(Natural-language object grounding data)
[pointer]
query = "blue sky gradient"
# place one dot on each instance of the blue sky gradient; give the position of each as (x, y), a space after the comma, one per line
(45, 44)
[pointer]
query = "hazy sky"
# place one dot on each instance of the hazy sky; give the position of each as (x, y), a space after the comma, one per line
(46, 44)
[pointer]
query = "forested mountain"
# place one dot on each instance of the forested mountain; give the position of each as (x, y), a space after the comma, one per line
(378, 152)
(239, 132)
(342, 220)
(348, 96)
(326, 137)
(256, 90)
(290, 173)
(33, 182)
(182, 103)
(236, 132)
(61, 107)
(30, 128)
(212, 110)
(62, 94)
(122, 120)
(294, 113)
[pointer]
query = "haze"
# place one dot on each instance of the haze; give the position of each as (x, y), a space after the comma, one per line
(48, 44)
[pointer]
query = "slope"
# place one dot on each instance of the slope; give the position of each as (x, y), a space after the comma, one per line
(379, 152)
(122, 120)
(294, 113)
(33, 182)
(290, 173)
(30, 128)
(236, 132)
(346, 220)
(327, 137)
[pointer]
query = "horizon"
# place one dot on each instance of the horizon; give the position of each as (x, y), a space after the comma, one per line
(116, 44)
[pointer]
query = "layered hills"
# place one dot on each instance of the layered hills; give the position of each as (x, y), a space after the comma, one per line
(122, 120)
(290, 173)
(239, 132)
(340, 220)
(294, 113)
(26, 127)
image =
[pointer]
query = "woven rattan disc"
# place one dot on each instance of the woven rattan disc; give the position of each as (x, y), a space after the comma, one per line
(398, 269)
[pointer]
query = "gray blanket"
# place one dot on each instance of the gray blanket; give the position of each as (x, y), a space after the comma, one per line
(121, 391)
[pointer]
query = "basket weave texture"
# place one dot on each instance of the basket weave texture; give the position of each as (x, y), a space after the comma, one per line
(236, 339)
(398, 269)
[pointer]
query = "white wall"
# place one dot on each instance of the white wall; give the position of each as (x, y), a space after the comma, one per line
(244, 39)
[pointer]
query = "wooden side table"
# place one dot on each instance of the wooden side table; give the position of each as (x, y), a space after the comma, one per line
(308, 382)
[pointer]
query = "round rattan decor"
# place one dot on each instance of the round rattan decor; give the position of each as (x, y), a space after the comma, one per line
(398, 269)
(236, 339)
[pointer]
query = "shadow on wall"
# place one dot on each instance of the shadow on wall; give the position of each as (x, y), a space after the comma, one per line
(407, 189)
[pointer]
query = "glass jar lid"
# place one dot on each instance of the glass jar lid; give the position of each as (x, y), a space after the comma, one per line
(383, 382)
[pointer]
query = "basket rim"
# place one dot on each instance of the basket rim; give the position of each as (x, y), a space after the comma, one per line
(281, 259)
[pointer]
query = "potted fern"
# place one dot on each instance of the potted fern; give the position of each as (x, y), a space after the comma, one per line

→ Problem to work on:
Using the entries above, print each one again without any alteration.

→ Response below:
[pointer]
query = "blue sky gradient"
# place one dot on each instance of the blue sky gradient; give the position of each as (x, y), a space after the comma, one per line
(45, 44)
[pointer]
query = "hazy sky"
# place one dot on each instance of the hazy sky; give the position of each as (x, y), a space after the comma, one per line
(46, 44)
[pointer]
query = "forested mountain"
# place one dot on each instance of the forested mountain; give the position of each as (x, y), a space after the comma, one per line
(378, 152)
(239, 132)
(342, 220)
(348, 96)
(326, 137)
(256, 90)
(290, 173)
(33, 182)
(182, 103)
(236, 132)
(61, 107)
(30, 128)
(212, 110)
(62, 94)
(122, 120)
(294, 113)
[pointer]
query = "haze"
# place one dot on each instance of the haze; give the position of each as (x, y), a space after the comma, one per line
(48, 44)
[pointer]
query = "slope"
# place one dot on each instance of the slope; give the position of each as (x, y), a space after the comma, one per line
(379, 152)
(122, 120)
(294, 113)
(33, 182)
(290, 173)
(30, 128)
(236, 132)
(346, 220)
(327, 137)
[pointer]
query = "horizon"
# place one dot on each instance of the horizon; give the position of each as (x, y), a space after the comma, one per line
(116, 44)
[pointer]
query = "layered hills"
# place one dot on each instance of the layered hills; give the position of each as (x, y), a space after the comma, one per line
(122, 120)
(290, 173)
(239, 132)
(340, 220)
(294, 113)
(26, 127)
image =
[pointer]
query = "woven rattan disc"
# place one dot on each instance of the woven rattan disc; give the position of each as (x, y), a space after the comma, one per line
(398, 269)
[pointer]
query = "gray blanket"
# place one dot on each instance of the gray blanket; give the position of each as (x, y), a space after the comma, one per line
(121, 391)
[pointer]
query = "basket weave texture"
# place one dot on each instance of the basket weave texture; give the position of each as (x, y), a space after the comma, one per line
(236, 339)
(398, 269)
[pointer]
query = "white wall"
# place one dot on each instance of the white wall; give the position of each as (x, y), a space after the comma, one per line
(244, 39)
[pointer]
query = "wooden side table"
# place one dot on each instance of the wooden side table; give the position of each as (x, y), a space after the comma, one per line
(308, 382)
[pointer]
query = "round rattan decor"
# place one dot on each instance of the round rattan decor; give the position of each as (x, y), a space after the comma, one per line
(398, 269)
(236, 339)
[pointer]
query = "shadow on wall"
# place one dot on each instance of the shadow on wall; give the position of each as (x, y), a space after the comma, one per line
(407, 189)
[pointer]
query = "glass jar lid"
# place one dot on each instance of the glass jar lid; give the position of each as (x, y), a space after the comma, one per line
(383, 382)
[pointer]
query = "basket rim"
# place one dot on each instance of the basket rim; give the position of each as (x, y), a space after the comma, one per line
(281, 259)
[pointer]
query = "potted fern"
# place one dot on each instance of the potted fern; give the position of each as (x, y), a space after the comma, one per line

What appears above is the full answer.